> **CE QU'ON DEMANDE**: Dans le texte sur les infirmières formées à l'étranger en Ontario, recopiez à l'identique la partie qui va de «Un récent rapport» jusqu'à «de demandes internationales.» inclus.

Concurrence avec les finissants 

Un récent rapport du commissaire à l’équité de l’Ontario a montré que l’organisme de réglementation des soins infirmiers de la province a dû faire face à des revers liés à la pandémie alors qu’il traitait des milliers de demandes internationales.

Le rapport de 2020 a révélé que 14 633 infirmières formées à l’étranger cherchaient activement à obtenir un permis par l’intermédiaire de l’Ordre des infirmières et infirmiers de l’Ontario. Cette même année, un peu plus de 2000 candidats internationaux sont devenus membres à part entière.

La porte-parole de l’Ordre des infirmières et infirmiers de l’Ontario, Kristi Green, a déclaré que l’organisme de réglementation ne disposait pas du nombre de candidats impliqués dans le processus d’inscription ni des délais pour l’ensemble du processus de demande, «car ils ne reflètent pas la variation qui est nécessaire pour assurer l’équité.»

> **LISTE RASSEMBLÉE**:
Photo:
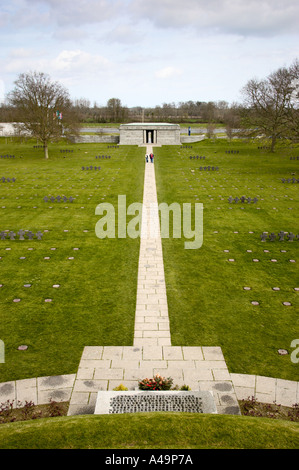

> **VOTRE RÉPONSE**:
Un récent rapport du commissaire à l’équité de l’Ontario a montré que l’organisme de réglementation des soins infirmiers de la province a dû faire face à des revers liés à la pandémie alors qu’il traitait des milliers de demandes internationales.